#### Passage shown
Sometimes I look at my children and I am insanely jealous of their carefree youth. My six year old twins laugh and play all day while I bring them meals, comb their hair, pick up their messes, and generally don't get to be a kid. My sixteen year old hops in cars with her friends and is off to thrift stores, painting at friends houses, hammocking in the woods and just hanging out. Watching them enjoy the gift of youth made me think about some things I would like back from that time in my life.
1. Energy
Both of my six year old twins learned to ride bikes without training wheels this week. I took them to the rail trail to ride today and we rode a long way. They complained about being tired and they had to go to the bathroom so we headed back to the car. We had parked by a baseball field with bathrooms. As my daughter was going, my son asked me if he could run the bases. I said sure and he ran three times around. I just sat there thinking...where did he get that burst of energy? After that bike ride? Then I remembered that kids have boundless energy and often do things just for the sake of moving their bodies. I don't know about you but I seem to get less sleep, have less energy, and don't ever just feel like running the bases. So I want it back. The energy of a child who is well cared for, has had a good nights sleep, and isn't depleted by responsibilities and stress.
2. Easy Friendships
As children friendships seemed so easy. Hey you are standing next to me, we should run off and go swing on the playground and be friends. Hey you have a football, I like footballs, we should play football and be good friends. I don't know about you but I rarely look at another woman in Target, see that she too has clearance items in her cart and exchange phone numbers for a play date. But why not? What happened that we aren't open to new friendships as we age? I have old friends and I have new friends but none of it is easy. Life gets complicated and busy and seeing friends can be a challenge. Wouldn't it be great if we could have back that openness and freedom of seeing a person and deciding right then and there to go play and be friends? I'll take that back again.
3. Writing On Backs
Do you remember sitting in school and the teacher having you be with a partner and write words or letters on their back? Random positive touch. It was amazing. The person being written on was supposed to guess what letter or word you drew on their back but rarely did because they zoned out because it puts you into a trance. It goes along with hair brushing and having make up applied gently to your face. These were all part of growing up for me learning to do hair and make up and practicing on others and being practiced on. It was awesome. The other day my child read me a bedtime story and rubbed my back like I do for him at night. It was amazing and I've decided it is time to bring that part of childhood into adulthood. I say we each pick a partner at work and play the guess what I'm writing on your back game instead of sending another email.
########
#### Material
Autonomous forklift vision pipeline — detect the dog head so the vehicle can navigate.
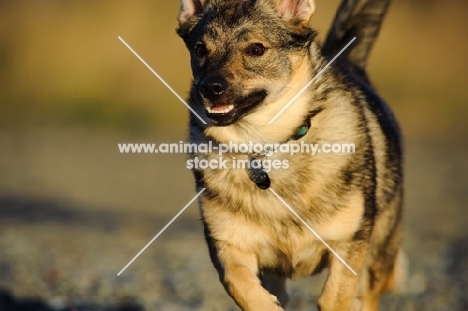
########
**Tasks for this exercise:**
[1] From the essay on childhood, copy the part that opens with the words containing "2. Easy Friendships" and closes with "that back again.".
[2] In the essay on childhood, what game does the author propose that coworkers play instead of sending another email?

**Set of answers:**
[1]
2. Easy Friendships
As children friendships seemed so easy. Hey you are standing next to me, we should run off and go swing on the playground and be friends. Hey you have a football, I like footballs, we should play football and be good friends. I don't know about you but I rarely look at another woman in Target, see that she too has clearance items in her cart and exchange phone numbers for a play date. But why not? What happened that we aren't open to new friendships as we age? I have old friends and I have new friends but none of it is easy. Life gets complicated and busy and seeing friends can be a challenge. Wouldn't it be great if we could have back that openness and freedom of seeing a person and deciding right then and there to go play and be friends? I'll take that back again.

[2] The guess-what-I'm-writing-on-your-back game, with each person picking a partner at work.